> [Task to complete]: Nothing should be left out: output all of the entries exactly.

------ Dataset rows

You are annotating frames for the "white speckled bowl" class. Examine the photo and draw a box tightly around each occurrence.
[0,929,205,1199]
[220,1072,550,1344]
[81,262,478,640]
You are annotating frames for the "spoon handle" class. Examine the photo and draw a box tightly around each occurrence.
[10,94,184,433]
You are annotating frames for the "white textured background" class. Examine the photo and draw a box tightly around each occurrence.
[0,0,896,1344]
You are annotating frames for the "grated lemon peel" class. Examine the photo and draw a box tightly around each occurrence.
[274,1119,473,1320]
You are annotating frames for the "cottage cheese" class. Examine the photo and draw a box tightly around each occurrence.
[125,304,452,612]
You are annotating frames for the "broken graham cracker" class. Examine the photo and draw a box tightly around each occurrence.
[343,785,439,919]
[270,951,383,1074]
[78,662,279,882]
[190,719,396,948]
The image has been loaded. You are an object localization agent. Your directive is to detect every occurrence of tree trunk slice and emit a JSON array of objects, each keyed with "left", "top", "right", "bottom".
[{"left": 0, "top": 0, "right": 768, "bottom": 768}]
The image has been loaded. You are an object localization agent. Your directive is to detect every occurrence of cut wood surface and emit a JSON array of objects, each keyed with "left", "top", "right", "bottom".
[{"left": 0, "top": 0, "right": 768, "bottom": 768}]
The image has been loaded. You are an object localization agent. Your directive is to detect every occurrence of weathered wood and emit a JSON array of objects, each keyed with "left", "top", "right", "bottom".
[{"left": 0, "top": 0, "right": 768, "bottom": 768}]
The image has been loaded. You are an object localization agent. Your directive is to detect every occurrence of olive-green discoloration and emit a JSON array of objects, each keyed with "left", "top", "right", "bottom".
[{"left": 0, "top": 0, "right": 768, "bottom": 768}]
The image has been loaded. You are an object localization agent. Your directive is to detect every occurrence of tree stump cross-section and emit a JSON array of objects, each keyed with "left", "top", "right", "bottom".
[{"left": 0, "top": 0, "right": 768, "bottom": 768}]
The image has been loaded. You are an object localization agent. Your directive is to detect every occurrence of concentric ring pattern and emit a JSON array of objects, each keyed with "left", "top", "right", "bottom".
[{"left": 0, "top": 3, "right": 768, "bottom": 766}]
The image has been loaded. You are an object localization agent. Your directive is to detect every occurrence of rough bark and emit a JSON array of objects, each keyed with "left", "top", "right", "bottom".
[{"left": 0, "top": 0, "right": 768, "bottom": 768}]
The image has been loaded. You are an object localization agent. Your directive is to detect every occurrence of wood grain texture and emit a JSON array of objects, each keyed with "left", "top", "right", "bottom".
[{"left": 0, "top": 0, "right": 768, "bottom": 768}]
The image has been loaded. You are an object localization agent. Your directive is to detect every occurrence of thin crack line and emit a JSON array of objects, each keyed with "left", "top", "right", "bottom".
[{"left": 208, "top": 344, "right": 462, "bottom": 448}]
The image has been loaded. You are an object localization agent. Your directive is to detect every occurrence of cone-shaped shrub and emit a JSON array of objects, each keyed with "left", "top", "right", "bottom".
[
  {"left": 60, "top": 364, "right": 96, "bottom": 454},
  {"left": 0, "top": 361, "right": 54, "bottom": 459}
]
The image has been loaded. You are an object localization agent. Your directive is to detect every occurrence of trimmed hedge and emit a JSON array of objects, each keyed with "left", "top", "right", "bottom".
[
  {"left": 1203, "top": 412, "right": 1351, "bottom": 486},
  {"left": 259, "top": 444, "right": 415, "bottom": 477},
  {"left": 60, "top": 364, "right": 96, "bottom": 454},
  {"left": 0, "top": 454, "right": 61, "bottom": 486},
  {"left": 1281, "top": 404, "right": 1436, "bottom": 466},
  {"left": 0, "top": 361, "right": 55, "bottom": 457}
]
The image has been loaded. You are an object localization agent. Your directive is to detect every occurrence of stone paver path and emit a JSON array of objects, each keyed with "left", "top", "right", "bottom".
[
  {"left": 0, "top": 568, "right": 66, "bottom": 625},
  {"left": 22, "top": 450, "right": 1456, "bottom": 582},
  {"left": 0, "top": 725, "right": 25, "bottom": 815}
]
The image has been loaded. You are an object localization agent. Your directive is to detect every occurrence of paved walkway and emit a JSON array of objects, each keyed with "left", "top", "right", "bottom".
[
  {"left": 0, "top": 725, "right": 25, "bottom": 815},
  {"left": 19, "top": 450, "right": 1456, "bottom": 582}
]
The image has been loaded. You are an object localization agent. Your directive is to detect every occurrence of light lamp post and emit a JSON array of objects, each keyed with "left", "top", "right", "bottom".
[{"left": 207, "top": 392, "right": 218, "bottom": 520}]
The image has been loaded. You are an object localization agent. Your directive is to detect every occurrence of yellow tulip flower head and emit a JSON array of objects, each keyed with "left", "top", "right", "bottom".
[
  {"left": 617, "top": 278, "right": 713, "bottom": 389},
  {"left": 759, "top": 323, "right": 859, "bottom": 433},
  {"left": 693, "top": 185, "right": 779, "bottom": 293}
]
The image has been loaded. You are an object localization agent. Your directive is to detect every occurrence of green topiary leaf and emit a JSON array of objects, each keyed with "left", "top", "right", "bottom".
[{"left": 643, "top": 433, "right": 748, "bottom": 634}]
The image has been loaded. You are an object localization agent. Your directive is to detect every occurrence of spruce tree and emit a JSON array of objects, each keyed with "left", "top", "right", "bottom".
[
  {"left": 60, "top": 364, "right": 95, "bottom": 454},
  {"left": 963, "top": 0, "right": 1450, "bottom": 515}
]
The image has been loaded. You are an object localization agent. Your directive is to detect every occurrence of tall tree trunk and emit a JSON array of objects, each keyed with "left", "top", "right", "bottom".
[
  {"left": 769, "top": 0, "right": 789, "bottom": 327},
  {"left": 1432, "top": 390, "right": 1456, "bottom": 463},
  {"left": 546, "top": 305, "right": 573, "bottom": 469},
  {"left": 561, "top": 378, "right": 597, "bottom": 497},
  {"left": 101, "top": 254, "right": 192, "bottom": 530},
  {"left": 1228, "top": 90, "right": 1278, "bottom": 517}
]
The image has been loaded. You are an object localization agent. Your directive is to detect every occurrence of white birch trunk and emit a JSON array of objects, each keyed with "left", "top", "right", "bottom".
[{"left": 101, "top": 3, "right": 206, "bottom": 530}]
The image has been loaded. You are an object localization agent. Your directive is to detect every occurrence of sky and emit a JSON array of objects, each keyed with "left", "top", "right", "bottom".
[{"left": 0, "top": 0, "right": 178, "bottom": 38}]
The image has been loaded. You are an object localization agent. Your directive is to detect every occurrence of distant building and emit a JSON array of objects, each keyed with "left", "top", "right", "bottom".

------------

> [Solved problem]:
You are annotating frames for the "white speckled bowl" class. Examine the photo and draw a box tightly around each occurrence.
[0,929,205,1199]
[220,1072,550,1344]
[81,262,478,640]
You are annotating frames for the "spoon handle" class. Examine the photo and draw a box tightly around each occurrence.
[10,94,184,433]
You are annotating frames for the "white textured background" class. Examine the photo and draw a box tightly around each occurrence.
[0,0,896,1344]
You are annotating frames for the "grated lemon peel" class. Examine the photo and draw a box tightly around each occurrence.
[274,1119,473,1320]
You are annotating frames for the "cottage cheese" class. Examine the photo and draw a box tightly around each occurrence.
[125,304,452,612]
You are annotating frames for the "broken graham cracker" class. Examine the photo and draw a box tightly around each occurrence.
[343,785,439,919]
[270,951,383,1074]
[78,662,279,882]
[190,719,396,948]
The image has been loaded. You are an object localization agent. Your directive is to detect every occurrence of tree trunk slice and emit a JSON array of objects, each keyed with "left", "top", "right", "bottom".
[{"left": 0, "top": 0, "right": 768, "bottom": 768}]
The image has been loaded. You are an object localization agent. Your directive is to detect every occurrence of cut wood surface and emit a JSON array of objects, each keyed with "left", "top", "right", "bottom".
[{"left": 0, "top": 0, "right": 768, "bottom": 768}]
The image has been loaded. You are an object localization agent. Your directive is to detect every occurrence of weathered wood and emit a JSON array of objects, each keyed with "left", "top", "right", "bottom".
[{"left": 0, "top": 0, "right": 768, "bottom": 768}]
The image has been loaded. You are an object localization agent. Your directive is to detect every occurrence of olive-green discoloration and emit a JSON array of objects, each keyed with "left", "top", "right", "bottom".
[{"left": 0, "top": 0, "right": 768, "bottom": 768}]
The image has been loaded. You are an object localization agent. Your directive is to detect every occurrence of tree stump cross-section and emit a JSON array of objects, each keyed with "left", "top", "right", "bottom".
[{"left": 0, "top": 0, "right": 768, "bottom": 768}]
The image has been loaded. You are an object localization agent. Your directive is to detect every occurrence of concentric ring pattern and emit a JSON array of objects, each keyed with "left", "top", "right", "bottom".
[{"left": 0, "top": 3, "right": 768, "bottom": 766}]
The image has been loaded. You are an object localization agent. Your directive is to detect every occurrence of rough bark and emit a JSON array of objects, each keyed with "left", "top", "right", "bottom".
[{"left": 0, "top": 0, "right": 768, "bottom": 768}]
The image has been loaded. You are an object localization agent. Your directive is to detect every occurrence of wood grain texture and emit a JSON array of objects, each keyed with "left", "top", "right", "bottom".
[{"left": 0, "top": 0, "right": 768, "bottom": 768}]
The image has been loaded. You are an object localization agent. Your directive is to detect every occurrence of thin crack line and emit a JSON array of objects, each keyed with "left", "top", "right", "bottom".
[{"left": 208, "top": 344, "right": 462, "bottom": 448}]
The image has been loaded. You are an object localization agent. Your directive is to detect every occurrence of cone-shaped shrub and emit a JSON array of objects, each keyed with "left", "top", "right", "bottom".
[
  {"left": 60, "top": 364, "right": 96, "bottom": 454},
  {"left": 0, "top": 361, "right": 54, "bottom": 459}
]
The image has been loaded. You are an object localization agent. Your directive is to detect every occurrence of trimmed hedge and emit a JSON array of objects, each keyed with "left", "top", "right", "bottom".
[
  {"left": 1203, "top": 412, "right": 1351, "bottom": 486},
  {"left": 259, "top": 444, "right": 415, "bottom": 477},
  {"left": 60, "top": 364, "right": 96, "bottom": 454},
  {"left": 0, "top": 454, "right": 61, "bottom": 486},
  {"left": 1281, "top": 404, "right": 1436, "bottom": 466},
  {"left": 0, "top": 361, "right": 55, "bottom": 457}
]
The image has been loaded. You are an object localization agent. Your directive is to detect every occurrence of stone paver path and emit a JSON array of objects, each keyed with "left", "top", "right", "bottom".
[
  {"left": 0, "top": 568, "right": 66, "bottom": 625},
  {"left": 22, "top": 450, "right": 1456, "bottom": 582},
  {"left": 0, "top": 725, "right": 25, "bottom": 815}
]
The image has been loaded. You are an object localization agent. Your directive is to detect every occurrence of paved walkway and emit a JSON array of objects, each keyed with "left", "top", "right", "bottom".
[
  {"left": 0, "top": 725, "right": 25, "bottom": 815},
  {"left": 19, "top": 450, "right": 1456, "bottom": 582}
]
The image has been loaded. You are an object localization agent. Your directive is to detect every occurrence of light lamp post and emit a JSON array of objects, each keyed with "left", "top", "right", "bottom".
[{"left": 207, "top": 392, "right": 218, "bottom": 520}]
The image has been loaded. You are an object localization agent. Your directive is to detect every occurrence of yellow tulip flower head and emit a JSON array of objects, each keyed with "left", "top", "right", "bottom".
[
  {"left": 617, "top": 278, "right": 713, "bottom": 389},
  {"left": 759, "top": 323, "right": 859, "bottom": 433},
  {"left": 693, "top": 185, "right": 779, "bottom": 293}
]
The image has been loaded. You are an object localization agent. Your directive is to detect every occurrence of green topiary leaf and emit a JSON array of objects, each keyed with "left", "top", "right", "bottom".
[{"left": 643, "top": 433, "right": 748, "bottom": 634}]
The image has been loaded. You are an object localization agent. Your directive is to detect every occurrence of spruce tree and emit a JSON array of objects, each keyed with "left", "top", "right", "bottom".
[
  {"left": 60, "top": 364, "right": 95, "bottom": 454},
  {"left": 963, "top": 0, "right": 1450, "bottom": 515}
]
The image has been loaded. You are an object localization agent. Your directive is to detect every occurrence of tall tree trunk and emit a JSON array of objects, each keyed with "left", "top", "right", "bottom".
[
  {"left": 769, "top": 0, "right": 789, "bottom": 327},
  {"left": 1432, "top": 390, "right": 1456, "bottom": 463},
  {"left": 546, "top": 305, "right": 573, "bottom": 469},
  {"left": 561, "top": 378, "right": 597, "bottom": 497},
  {"left": 101, "top": 254, "right": 192, "bottom": 530},
  {"left": 1228, "top": 90, "right": 1278, "bottom": 517}
]
The image has been loaded. You are an object localization agent. Your directive is to detect every occurrence of white birch trunk and emit a JSON array of objects, each keyed with "left", "top", "right", "bottom".
[{"left": 101, "top": 3, "right": 206, "bottom": 530}]
The image has been loaded. You are an object localization agent. Your directive is to detect every occurrence of sky and emit a JSON array of objects, each keyed with "left", "top", "right", "bottom".
[{"left": 0, "top": 0, "right": 178, "bottom": 38}]
The image has been loaded. You are an object localization agent. Your directive is to detect every occurrence of distant building and emit a JSON array of objects, each keyed with "left", "top", "right", "bottom".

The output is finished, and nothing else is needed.